■ Short problem: Count the lines below that contain the word "camouflage", matching case exactly. Reply with the number alone.

■ Listed entries:
## BEGIN

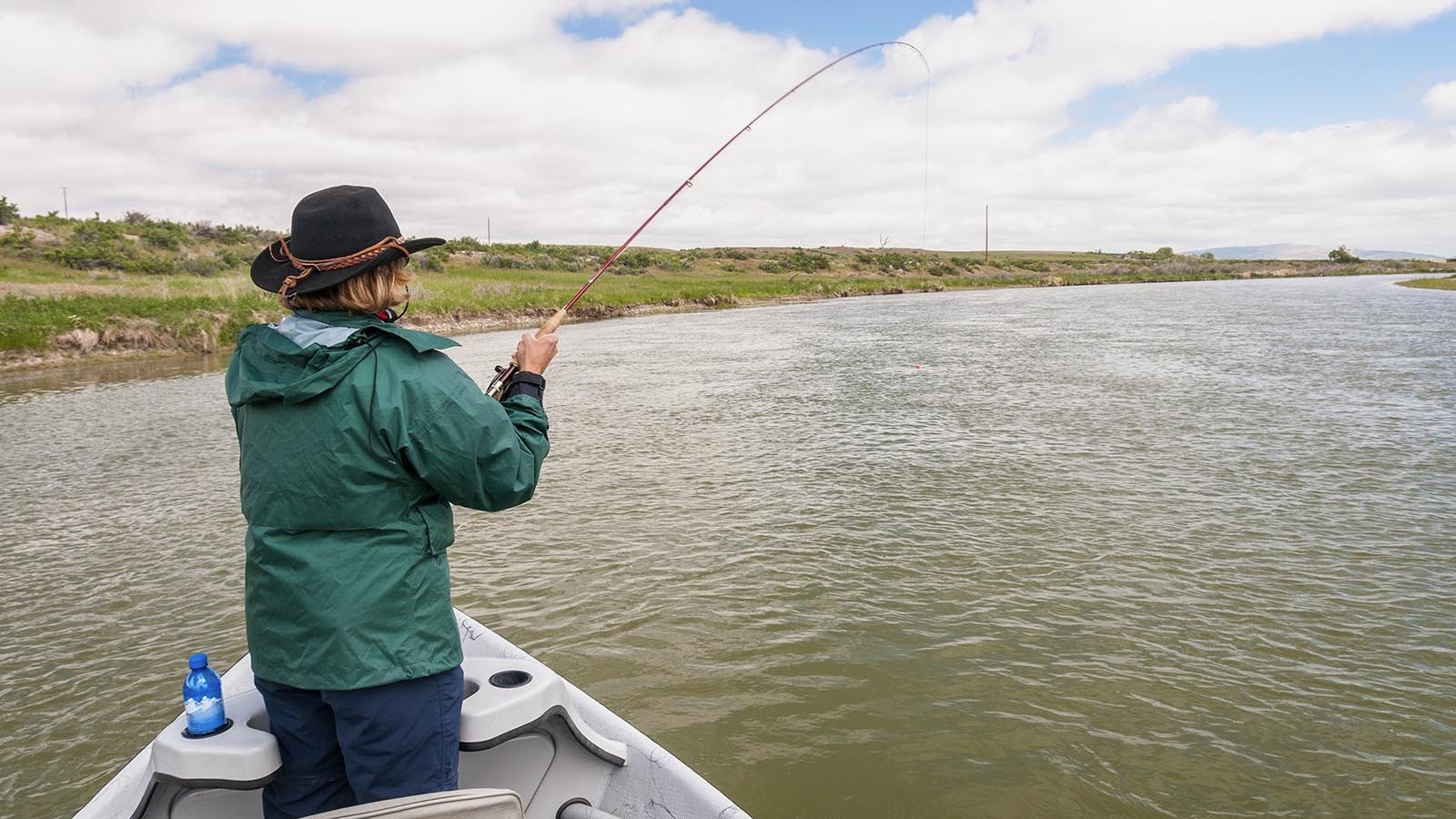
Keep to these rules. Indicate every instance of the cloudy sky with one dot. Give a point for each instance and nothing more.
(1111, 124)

## END
## BEGIN

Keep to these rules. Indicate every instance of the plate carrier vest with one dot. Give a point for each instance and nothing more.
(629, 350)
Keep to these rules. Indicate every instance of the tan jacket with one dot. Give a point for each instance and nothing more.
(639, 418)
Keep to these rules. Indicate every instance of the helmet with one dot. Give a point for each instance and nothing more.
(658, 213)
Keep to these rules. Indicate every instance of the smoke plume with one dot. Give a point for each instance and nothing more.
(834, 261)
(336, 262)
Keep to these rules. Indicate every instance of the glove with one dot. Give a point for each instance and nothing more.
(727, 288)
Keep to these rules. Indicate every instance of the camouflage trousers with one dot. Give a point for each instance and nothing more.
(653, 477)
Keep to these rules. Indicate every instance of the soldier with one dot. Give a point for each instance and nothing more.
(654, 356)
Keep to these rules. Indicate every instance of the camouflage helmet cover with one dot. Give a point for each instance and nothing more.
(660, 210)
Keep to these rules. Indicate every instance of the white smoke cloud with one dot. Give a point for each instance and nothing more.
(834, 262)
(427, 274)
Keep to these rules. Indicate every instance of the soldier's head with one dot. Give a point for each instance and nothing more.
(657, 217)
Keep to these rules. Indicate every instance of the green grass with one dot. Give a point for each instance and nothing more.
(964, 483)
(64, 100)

## END

■ Solution for this exercise: 2